:: Stated task 1 ::
In the comment thread, where did Rick Warren find a fertile field?
:: Stated task 2 ::
Decide whether each statement below agrees with the comment thread, and answer yes or no for each, quoting the words of the thread that settle it. (a) Orange County has high social capital. (b) Advertisers have found much profit in online social networks. (c) Attacks that don't kill the mentality are likely to make it stronger.
:: Stated task 3 ::
Translate this sentence from the comment thread into Spanish: "It’s not something that will go away if you reject it strenuously."

:: Document text ::
— Start —
There is a lot of power in the “cellular” organizational model. As with anything with a lot of power, it should be watched. And the best way to watch it is to watch its exemplars and its prophets. Rick Warren found a fertile field in Orange County, with its low “social capital” engendering a craving for community. That’s craving is a problem in much of America. Advertisers have yet to find much profit in online social networks, which clearly feed off the same craving. However, ideologues and religious fanatics might find a footing in those spaces, as the economic gloom gathers. To be able to see down inside what Rick Warren has built might give us get hints of the future, in time to do something about it. It’s not a mentality you can ignore. It’s not something that will go away if you reject it strenuously. Attacks that don’t kill it are only likely to make it stronger. Pull it closer, see its human face, ask yourself to what degree and in what sense you might be looking into a mirror.
December 26, 2008 at 12:51 am
Ariel
In other words, “sacrificing gay rights in the name of the supposedly bigger picture” is the sort of bargain with the devil that I think is a really bad idea.
I think it’s a bad idea, too. I meant to say that this is what I take to be the Obama people’s thinking, and therefore something to be considered in making tactical choices.
December 26, 2008 at 12:52 am
Ariel
Oops, the second part shouldn’t be italicized.
December 26, 2008 at 2:57 am
Michael Turner
That’s why Obama selecting someone who is known for the message “Let’s all remember that anyone who hasn’t accepted Jesus is damned to hell for all eternity, and that it’s our duty to make them accept Jesus, and that all thos gays and lesbians are particularly going to hell and we should use the law and prison and the guns of the police to make sure they know they’re doing wrong and to prevent them from sinning again” is particularly upsetting.
Rick Warren is known for all those things? Wow, I guess I haven’t done enough research on him.
In other words, “sacrificing gay rights in the name of the supposedly bigger picture” is the sort of bargain with the devil that I think is a really bad idea.
“Bargain with the devil”, I like that figure of speech in this context.
— End —
:: Stored data ::
— Start —
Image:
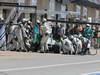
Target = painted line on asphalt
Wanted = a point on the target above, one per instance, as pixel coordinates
(92, 73)
(49, 66)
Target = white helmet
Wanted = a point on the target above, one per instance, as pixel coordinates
(38, 21)
(88, 25)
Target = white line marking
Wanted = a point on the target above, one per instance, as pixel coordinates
(48, 66)
(91, 73)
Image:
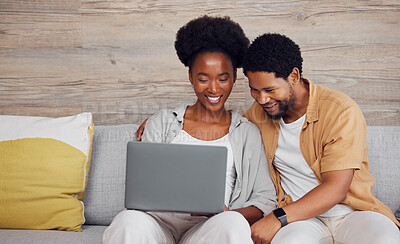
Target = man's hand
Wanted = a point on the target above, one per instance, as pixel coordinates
(265, 229)
(140, 130)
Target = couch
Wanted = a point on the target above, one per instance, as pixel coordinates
(104, 196)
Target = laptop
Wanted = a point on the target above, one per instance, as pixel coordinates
(175, 177)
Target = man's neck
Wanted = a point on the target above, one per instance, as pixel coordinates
(299, 108)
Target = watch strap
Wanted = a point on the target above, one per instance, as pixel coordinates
(281, 216)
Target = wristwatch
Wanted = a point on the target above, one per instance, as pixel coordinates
(281, 216)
— End —
:: Task output 1 ::
In Orange County.

:: Task output 2 ::
(a) No: "with its low “social capital” engendering a craving for community"
(b) No: "Advertisers have yet to find much profit in online social networks"
(c) Yes: "Attacks that don’t kill it are only likely to make it stronger."

:: Task output 3 ::
No es algo que vaya a desaparecer si lo rechazas enérgicamente.